***** GIVEN PASSAGE

Sunday’s Grammy Awards may have received some of the show’s best reviews in years (even though viewership plummeted to an all-time low), but hard rock and heavy metal fans were not happy with the broadcast’s tribute to Eddie Van Halen. He wasn’t mentioned at the top of the show when Little Richard, John Prine, and Kenny Rogers were cited as examples of people we lost in the past year, and when the In Memoriam segment came, it featured a mere 20-second clip of “Eruption” against a shot of his Frankenstein guitar on a stand. (By contrast, Kenny Rogers received a two-minute tribute by Lionel Richie.)
As it turns out, the Recording Academy did at least try to put together something more substantial. In a tweet the morning after the ceremony, Wolfgang Van Halen said he was approached about playing “Eruption” on the broadcast. “I don’t think anyone could have lived up to what my father did for music but himself,” Wolfgang wrote, explaining why he declined. “I didn’t realize they would only show Pop for 15 seconds in the middle of four full performances for others we had lost.”
“What hurt the most,” he continued, “was that he wasn’t even mentioned when they talked about artists we lost in the beginning of the show. I know rock isn’t the most popular genre right now (and the academy does seem a bit out of touch) but I think it’s impossible to ignore the legacy my father left on the instrument, the world of rock, and music in general. There will never be another innovator like him.”
We don’t know if they approached other guitarists after Wolfgang opted out, but it’s easy to understand why they couldn’t find anybody. How could any guitarist, no matter how skilled, play “Eruption” and not seem like a poor Van Halen imitator? It’s Eddie’s signature solo that goes all the way back to the first Van Halen album in 1978. It can be duplicated by skilled guitarists, and there are plenty such attempts on YouTube, but nobody plays it like Van Halen himself.
Here’s video of “Eruption” from the final Van Halen concert, which took place at L.A.’s Hollywood Bowl on October 4th, 2015. As always, he slips snippets of other songs into the mix, including “Little Guitars,” “Mean Street,” “Spanish Fly,” and “Cathedral,” but it all builds to an incredible climax of “Eruption.” At the nine-minute mark, the band returns to the stage and kicks into “You Really Got Me.”
In a perfect world, Van Halen would have ended with the mega stadium tour they were planning in 2019 that would have featured the return of Michael Anthony, and Sammy Hagar and David Lee Roth taking turns on lead vocals. But they had to scuttle the idea when Eddie’s cancer returned. But at least he lived long enough to make one last album with Roth and play three arena tours with him between 2007 and 2015. That was a better gift to the fans than anything the Grammys could have put together.

**********

* **TASK BRIEF**
Can you reproduce, word for word, the stretch of the Grammys article from "Here’s video of" through "have put together."? The records come from a separate source, unrelated to the Grammys article.

***** RECORDS PROVIDED

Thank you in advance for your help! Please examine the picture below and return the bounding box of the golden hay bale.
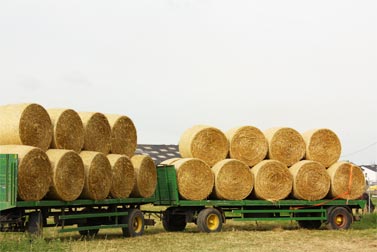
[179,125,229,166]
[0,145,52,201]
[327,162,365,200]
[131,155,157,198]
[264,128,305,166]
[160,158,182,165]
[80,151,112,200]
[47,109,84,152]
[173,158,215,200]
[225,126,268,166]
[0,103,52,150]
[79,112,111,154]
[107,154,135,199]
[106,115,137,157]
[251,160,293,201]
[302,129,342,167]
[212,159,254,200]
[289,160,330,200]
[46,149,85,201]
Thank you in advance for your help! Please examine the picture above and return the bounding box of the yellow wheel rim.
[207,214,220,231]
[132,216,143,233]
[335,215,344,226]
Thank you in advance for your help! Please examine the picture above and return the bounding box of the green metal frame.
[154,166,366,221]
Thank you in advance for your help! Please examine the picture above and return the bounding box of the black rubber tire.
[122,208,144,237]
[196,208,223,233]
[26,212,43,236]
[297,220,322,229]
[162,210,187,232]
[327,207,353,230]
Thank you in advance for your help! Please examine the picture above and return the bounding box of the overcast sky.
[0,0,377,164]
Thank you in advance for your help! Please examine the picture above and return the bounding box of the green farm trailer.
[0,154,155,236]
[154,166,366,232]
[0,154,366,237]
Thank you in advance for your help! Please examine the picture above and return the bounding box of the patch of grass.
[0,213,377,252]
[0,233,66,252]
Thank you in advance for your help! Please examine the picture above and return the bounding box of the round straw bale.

**********
***** RECORDS PROVIDED

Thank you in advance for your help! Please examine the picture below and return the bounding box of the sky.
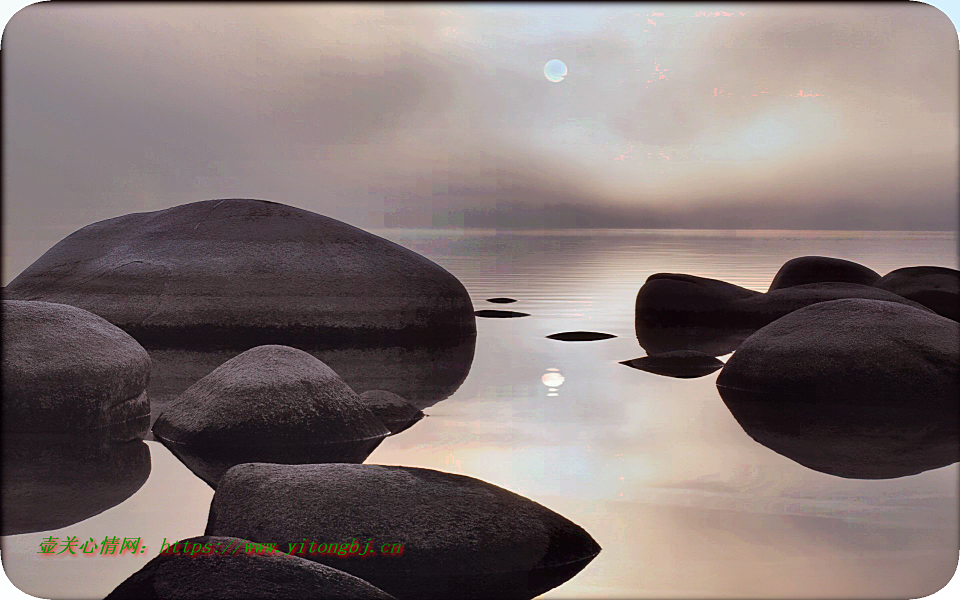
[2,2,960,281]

**********

* **TASK OUTPUT**
Here’s video of “Eruption” from the final Van Halen concert, which took place at L.A.’s Hollywood Bowl on October 4th, 2015. As always, he slips snippets of other songs into the mix, including “Little Guitars,” “Mean Street,” “Spanish Fly,” and “Cathedral,” but it all builds to an incredible climax of “Eruption.” At the nine-minute mark, the band returns to the stage and kicks into “You Really Got Me.”
In a perfect world, Van Halen would have ended with the mega stadium tour they were planning in 2019 that would have featured the return of Michael Anthony, and Sammy Hagar and David Lee Roth taking turns on lead vocals. But they had to scuttle the idea when Eddie’s cancer returned. But at least he lived long enough to make one last album with Roth and play three arena tours with him between 2007 and 2015. That was a better gift to the fans than anything the Grammys could have put together.